> _Tasks_:
- a) In the letter about African literary prizes, what year did the writer begin writing?
- b) Copy word for word the stretch of the letter about African literary prizes from "This is not" through "and artistically unfounded.".

>> BEGIN Text provided

Many things confuse me about the literary scene in Africa, but let me begin with this.

I am a young Nigerian writer. Because I want to learn as much as possible, all I do when I’m not writing or reading books or surfing The New Yorker or reading news on your site is roam on Facebook. Every day, since I began writing in 2016, I send friend requests to writers and then loiter around their pages, around every post and comment they make about the writing life.

This year, I began to see some of my favourite writers post about awards. They say that all anybody needs to do to win or be shortlisted for awards in Africa is write about homosexuality. They give examples to back up their argument: the Brunel Prize, the Caine Prize and the Writivism Prize are now dominated by queer writers. They say it is so because these awards are funded by Westerners and so want to project a certain image of Africa. They want to forcefully make homosexuality mainstream even when such stories have limited emotional impact because not everybody can relate to it. I am troubled because the people I wanted didn’t win any of those awards; so I am moved to believe what my favourite writers say on Facebook, that without making political concessions and writing about gay stuff, these writers won’t even be recognized; that they deliberately write it just so they would get shortlisted and win—and it is working for them, because they get it even when they don’t deserve it.

Mr. Brittle, I am not homophobic, but I really don’t like reading gay stuff in poems, short stories, essays or books, or anywhere. I dislike Chinelo Okparanta’s lesbian novel Under the Udala Trees. I detest Romeo Oriogun’s gay poems. I am repulsed by Arinze Ifeakandu’s gay story, “God’s Children Are Little Broken Things.” Even though I like her, I stopped reading Petina Gappah’s “A Short History of Zaka the Zulu” once I found out it’s about homosexuality. And in all honesty, I hate that you have written gay stories also. I don’t have anything against it—two of my very good writer friends are gay—but I also don’t like it. I just want to confirm: has queer literature in Africa become a “trend”? I submitted to the Writivism, Short Story Day Africa and Commonwealth Prizes in 2016 and this year, but none nominated me. I don’t want to sound bitter but I can’t be happy knowing that I wasn’t nominated because I didn’t write the things they promote. My friend, a young poet, has begun writing things like that and is sure he will be on the Brunel Prize shortlist next year. Should I follow suit? Does it mean I will never be recognized until I write gay stuff?

Hopeful for your reply,

Paul from Lagos.

K Sello Duiker’s The Quiet Violence of Dreams. Image from Bid or Buy.

DEAR PAUL,

This is not the first time I have heard these suggestions voiced, implied, posted on Facebook, Twitter, on blogs. They were so frequent that, in response, I began an essay, even as I wondered how it was not as obvious to them as it was to me. So you are not alone in your accusations. But I must assure you that, as worth engaging as they are, your fears are logically, statistically and artistically unfounded.

>> END Text provided
>> BEGIN Provided data

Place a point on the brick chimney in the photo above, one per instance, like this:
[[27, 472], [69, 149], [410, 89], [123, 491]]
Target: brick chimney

>> END Provided data

> _Answers to each task_:
- a) 2016

- b)
This is not the first time I have heard these suggestions voiced, implied, posted on Facebook, Twitter, on blogs. They were so frequent that, in response, I began an essay, even as I wondered how it was not as obvious to them as it was to me. So you are not alone in your accusations. But I must assure you that, as worth engaging as they are, your fears are logically, statistically and artistically unfounded.